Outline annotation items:
###
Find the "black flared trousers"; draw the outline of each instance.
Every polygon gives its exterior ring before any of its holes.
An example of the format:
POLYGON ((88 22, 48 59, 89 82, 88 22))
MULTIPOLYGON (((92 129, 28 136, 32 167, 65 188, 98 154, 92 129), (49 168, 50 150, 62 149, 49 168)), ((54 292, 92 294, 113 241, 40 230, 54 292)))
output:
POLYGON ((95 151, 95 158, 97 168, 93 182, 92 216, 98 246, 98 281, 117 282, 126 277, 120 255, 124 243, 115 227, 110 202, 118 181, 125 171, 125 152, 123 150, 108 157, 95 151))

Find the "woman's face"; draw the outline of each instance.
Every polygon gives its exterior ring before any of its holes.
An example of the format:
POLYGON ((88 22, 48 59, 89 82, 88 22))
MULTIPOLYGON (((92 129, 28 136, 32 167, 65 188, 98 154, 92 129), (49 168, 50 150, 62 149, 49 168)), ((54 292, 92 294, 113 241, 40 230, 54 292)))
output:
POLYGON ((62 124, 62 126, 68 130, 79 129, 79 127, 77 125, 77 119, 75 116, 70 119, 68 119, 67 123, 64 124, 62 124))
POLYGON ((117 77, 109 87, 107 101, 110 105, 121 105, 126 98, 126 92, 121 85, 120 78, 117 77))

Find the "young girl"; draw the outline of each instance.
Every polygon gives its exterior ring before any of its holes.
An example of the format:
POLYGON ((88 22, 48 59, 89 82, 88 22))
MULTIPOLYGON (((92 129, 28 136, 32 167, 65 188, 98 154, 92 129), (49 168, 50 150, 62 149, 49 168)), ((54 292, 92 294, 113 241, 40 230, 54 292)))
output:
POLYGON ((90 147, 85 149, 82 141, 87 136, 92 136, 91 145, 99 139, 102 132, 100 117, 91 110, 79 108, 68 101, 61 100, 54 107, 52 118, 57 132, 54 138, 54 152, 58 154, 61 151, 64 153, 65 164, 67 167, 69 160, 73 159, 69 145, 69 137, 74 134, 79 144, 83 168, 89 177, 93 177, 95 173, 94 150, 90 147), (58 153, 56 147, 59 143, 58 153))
###
Echo back every line of the items above, character for character, from the first item through the last.

Find the "black flared trousers"; draw the outline of each instance.
Every polygon gives its exterior ring before any of its holes.
An example of the format:
POLYGON ((88 22, 48 59, 89 82, 88 22))
MULTIPOLYGON (((92 129, 28 136, 32 167, 65 188, 98 154, 92 129), (49 168, 50 150, 62 149, 49 168)), ((54 292, 92 294, 113 241, 40 230, 54 292)))
output:
POLYGON ((95 151, 95 158, 97 168, 93 182, 92 216, 98 246, 98 281, 117 282, 126 277, 120 255, 124 243, 115 227, 110 202, 118 181, 125 171, 125 152, 123 150, 108 157, 95 151))

Find the "woman's face"; draw the outline of each instance.
Every polygon gives its exterior ring before any of its holes.
An example of the format:
POLYGON ((88 22, 48 59, 89 82, 88 22))
MULTIPOLYGON (((92 129, 28 136, 32 167, 65 188, 98 154, 92 129), (49 168, 50 150, 62 149, 49 168)), ((54 292, 92 294, 113 241, 40 230, 54 292)))
output:
POLYGON ((62 124, 62 126, 68 130, 79 129, 79 127, 77 125, 77 119, 75 116, 70 119, 68 119, 67 123, 64 124, 62 124))
POLYGON ((117 77, 109 87, 107 101, 110 105, 121 105, 126 98, 126 92, 121 85, 120 78, 117 77))

Find the "young girl"; draw the outline of each instance.
Every polygon gives its exterior ring before any of its holes.
An example of the format:
POLYGON ((88 22, 48 59, 89 82, 88 22))
MULTIPOLYGON (((92 129, 28 136, 32 167, 65 188, 98 154, 92 129), (49 168, 50 150, 62 149, 49 168)), ((54 292, 92 294, 113 241, 40 230, 54 292)))
output:
POLYGON ((90 147, 85 149, 82 141, 87 136, 92 136, 91 145, 99 139, 102 132, 100 117, 91 110, 79 108, 68 101, 61 100, 54 107, 52 118, 57 132, 54 138, 54 152, 58 154, 61 151, 64 153, 65 164, 67 167, 69 160, 73 159, 69 145, 69 137, 74 134, 79 144, 83 168, 89 177, 93 177, 95 173, 94 150, 90 147), (58 153, 56 147, 59 143, 58 153))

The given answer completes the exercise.